━━━━━ Records provided

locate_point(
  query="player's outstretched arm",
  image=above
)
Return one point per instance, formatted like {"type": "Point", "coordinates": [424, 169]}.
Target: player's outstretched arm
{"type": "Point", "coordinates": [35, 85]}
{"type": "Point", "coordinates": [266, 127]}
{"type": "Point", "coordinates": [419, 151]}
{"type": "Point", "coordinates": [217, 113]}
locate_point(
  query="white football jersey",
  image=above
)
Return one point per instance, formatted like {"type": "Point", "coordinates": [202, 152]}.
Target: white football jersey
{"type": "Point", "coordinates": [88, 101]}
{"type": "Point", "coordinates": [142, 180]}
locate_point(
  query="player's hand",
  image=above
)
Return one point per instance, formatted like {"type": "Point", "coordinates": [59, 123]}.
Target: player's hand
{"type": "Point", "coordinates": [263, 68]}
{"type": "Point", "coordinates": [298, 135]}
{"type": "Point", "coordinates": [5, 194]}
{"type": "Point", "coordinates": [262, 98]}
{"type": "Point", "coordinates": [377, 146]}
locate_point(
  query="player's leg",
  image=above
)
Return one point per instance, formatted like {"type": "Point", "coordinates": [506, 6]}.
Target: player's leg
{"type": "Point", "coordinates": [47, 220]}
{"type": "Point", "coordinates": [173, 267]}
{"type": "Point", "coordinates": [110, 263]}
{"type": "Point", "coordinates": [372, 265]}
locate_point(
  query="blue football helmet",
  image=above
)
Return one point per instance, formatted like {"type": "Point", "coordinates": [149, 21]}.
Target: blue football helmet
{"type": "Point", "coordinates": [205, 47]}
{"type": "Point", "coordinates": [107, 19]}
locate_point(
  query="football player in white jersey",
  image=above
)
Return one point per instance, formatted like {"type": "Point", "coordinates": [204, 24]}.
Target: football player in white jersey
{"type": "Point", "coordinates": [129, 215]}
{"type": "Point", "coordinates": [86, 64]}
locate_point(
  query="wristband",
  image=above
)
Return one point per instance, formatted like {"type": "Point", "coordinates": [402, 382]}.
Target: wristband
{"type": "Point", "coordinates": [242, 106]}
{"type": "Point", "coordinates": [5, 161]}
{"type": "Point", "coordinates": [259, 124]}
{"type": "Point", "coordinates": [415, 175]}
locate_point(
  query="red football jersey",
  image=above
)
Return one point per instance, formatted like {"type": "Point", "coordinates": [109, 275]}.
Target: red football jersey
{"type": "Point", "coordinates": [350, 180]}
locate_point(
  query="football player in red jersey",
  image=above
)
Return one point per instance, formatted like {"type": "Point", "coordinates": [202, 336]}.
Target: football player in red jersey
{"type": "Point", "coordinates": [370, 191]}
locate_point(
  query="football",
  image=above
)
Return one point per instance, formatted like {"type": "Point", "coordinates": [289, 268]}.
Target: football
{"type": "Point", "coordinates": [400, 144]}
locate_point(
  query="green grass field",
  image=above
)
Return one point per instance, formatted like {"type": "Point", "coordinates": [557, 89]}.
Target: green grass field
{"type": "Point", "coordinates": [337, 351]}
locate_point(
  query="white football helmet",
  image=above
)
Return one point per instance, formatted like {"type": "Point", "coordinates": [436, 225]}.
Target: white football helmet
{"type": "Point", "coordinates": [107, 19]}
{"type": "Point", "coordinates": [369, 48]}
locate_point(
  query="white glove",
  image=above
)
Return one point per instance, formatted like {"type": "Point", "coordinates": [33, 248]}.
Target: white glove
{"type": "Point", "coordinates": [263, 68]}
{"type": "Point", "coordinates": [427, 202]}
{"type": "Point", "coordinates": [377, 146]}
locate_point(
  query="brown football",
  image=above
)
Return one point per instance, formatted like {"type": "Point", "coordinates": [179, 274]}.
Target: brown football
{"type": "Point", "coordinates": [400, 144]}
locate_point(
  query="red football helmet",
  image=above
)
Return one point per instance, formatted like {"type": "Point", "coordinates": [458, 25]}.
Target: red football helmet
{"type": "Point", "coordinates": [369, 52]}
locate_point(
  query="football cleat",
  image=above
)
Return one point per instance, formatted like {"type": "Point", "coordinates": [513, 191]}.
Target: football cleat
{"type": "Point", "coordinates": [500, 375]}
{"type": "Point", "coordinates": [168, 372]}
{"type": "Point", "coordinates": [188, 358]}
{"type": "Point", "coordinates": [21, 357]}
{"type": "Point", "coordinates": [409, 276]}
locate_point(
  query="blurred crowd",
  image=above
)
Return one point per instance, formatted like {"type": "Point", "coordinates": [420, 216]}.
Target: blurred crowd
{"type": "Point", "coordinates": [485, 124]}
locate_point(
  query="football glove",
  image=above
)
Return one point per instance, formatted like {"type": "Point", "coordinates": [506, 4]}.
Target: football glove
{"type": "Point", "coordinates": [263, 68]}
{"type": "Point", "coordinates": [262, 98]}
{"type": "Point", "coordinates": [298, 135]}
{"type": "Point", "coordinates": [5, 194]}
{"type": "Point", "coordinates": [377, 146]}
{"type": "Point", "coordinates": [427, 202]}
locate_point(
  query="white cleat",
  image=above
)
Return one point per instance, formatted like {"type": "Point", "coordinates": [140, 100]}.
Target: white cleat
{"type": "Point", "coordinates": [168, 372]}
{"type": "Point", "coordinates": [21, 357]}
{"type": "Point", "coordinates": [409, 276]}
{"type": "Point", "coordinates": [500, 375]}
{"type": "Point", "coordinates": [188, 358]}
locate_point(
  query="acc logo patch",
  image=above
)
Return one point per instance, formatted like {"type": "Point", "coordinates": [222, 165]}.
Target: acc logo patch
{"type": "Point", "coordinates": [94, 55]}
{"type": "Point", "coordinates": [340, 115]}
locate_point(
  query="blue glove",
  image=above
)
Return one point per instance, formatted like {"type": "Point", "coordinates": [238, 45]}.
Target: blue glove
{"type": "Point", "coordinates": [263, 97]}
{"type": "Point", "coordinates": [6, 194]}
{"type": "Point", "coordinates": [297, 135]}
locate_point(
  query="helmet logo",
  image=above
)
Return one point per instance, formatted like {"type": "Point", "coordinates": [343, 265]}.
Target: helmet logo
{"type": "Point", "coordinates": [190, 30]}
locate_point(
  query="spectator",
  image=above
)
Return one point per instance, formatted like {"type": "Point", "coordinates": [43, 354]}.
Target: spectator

━━━━━━━━━━

== Exercise details ==
Select every line of the records above that contains the word "glove", treating uppercase and lowercase letters as different.

== Result of the exercise ==
  query="white glove",
Target: white glove
  query="football glove",
Target: football glove
  query="blue glove",
Target: blue glove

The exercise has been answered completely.